Text block:
********

From Personality Quizzes to Chronic Pathologizing

I began to notice Gen Z’s obsession with labels a few years ago, and it led me to wonder where it comes from; it feels like every person I know describes themselves as a people-pleasing, bisexual, introverted empath. We yearn to know if we are more of a Carrie or a Charlotte. While these short, simplified descriptions can help us in-group online, I think the label-frenzy comes from somewhere else. Our search for personal identity replaces our lack of a deep intrapersonal connection in the digital age.

What happens when this search for the self gets into mental health territory?

Gen Z is simultaneously the most mental-health conscious and most mentally ill generation in history. And, no, this isn’t just a result of overrepresentation in diagnoses. According to TIME,  “One in eight U.S. adults now takes an antidepressant, and one in five has recently received some kind of mental-health care.” We’ve seen a massive uptick in therapy attendance, one which is especially pronounced in Generation Z. It’s not only this, therapy culture and speak is proliferating throughout pop-culture. We’re a generation utterly steeped in mental-health language. But if we’re surrounding ourselves with the vocabulary to describe our problems and the tools to heal, why is nobody getting better?

It might be that we’ve been conditioned to over-pathologize normal occurrences. Psychoanalyst Jacques Lacan describes what has become a common internal monologue as “the hysteric’s discourse.” It goes something like this: “Something is wrong, and I demand that someone explain it to me!”

********

Excerpted data:
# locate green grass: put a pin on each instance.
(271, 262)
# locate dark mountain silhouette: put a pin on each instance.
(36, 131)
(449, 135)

********

Work task 1:
In the essay on Gen Z labels and mental health, what share of U.S. adults does the quoted TIME figure say now takes an antidepressant?
Work task 2:
Carry the essay on Gen Z labels and mental health forward from its last sentence, which quotes the hysteric's discourse.

Your response 1:
One in eight.

Your response 2:
Today, however, this discourse isn’t hysterical as Lacan described. We’re constantly encouraged to turn inwards for answers, to name our trauma, to practice mindfulness. The destigmatization of mental-health conversations and the entire mental-health field plays into our desire to understand ourselves. Victor Dubitans writes: 

“It’s a fundamentally human impulse—when we hurt, we want to know why. But here’s the twist: what if the act of constantly asking what’s wrong actually fuels the crisis? What if the search for a satisfying answer keeps us stuck?”

This led me to wonder, are these labels even helping us? It turns out, they often make us worse. Mental health labels have been shown to have somewhat of a “self-fulfilling prophecy effect.” (Science Direct). Diagnostic labels have been proven to exacerbate stigma in the diagnosed person and those surrounding them. Even when symptoms are not actually congruent with the label, or the label is corrected, the perception is often unchanged. 

In summation, what happens is that we search for answers. We label and define until we feel calm again. But maybe, just maybe, you don’t need therapy; maybe you need to go to the park and meet a real person. Maybe you need to break the cycle of self-soothing by giving every problem a label. 

Diagnosis determines treatment. And while our chronically online generation has the language to self-diagnose, we aren’t equipped to treat ourselves. Even those receiving professional help are in danger of becoming their label. Author and Professor of Clinical Psychology and Applied Science at Bath University, Paul Salkovskis, warns: “Those working with patients with mental illness need to be extremely cautious both in the use of diagnostic labels to describe a patient and mindful of the influence that such labels can have on their own clinical judgements.” In the age of hyper-introspection, especially in terms of our mental health, we might be able to translate this advice to our personal lives. 

Though the BuzzFeed quiz purporting that “Everyone Has A Random Disney Personality Twin” and asking you to “Choose Some Multigenerational Songs To Reveal Yours” is tempting, remind yourself that labelling each and every personality trait, no matter how small, could be keeping you stuck on your path to self-fulfillment, not aiding you. Put the iPhone down and go on a walk.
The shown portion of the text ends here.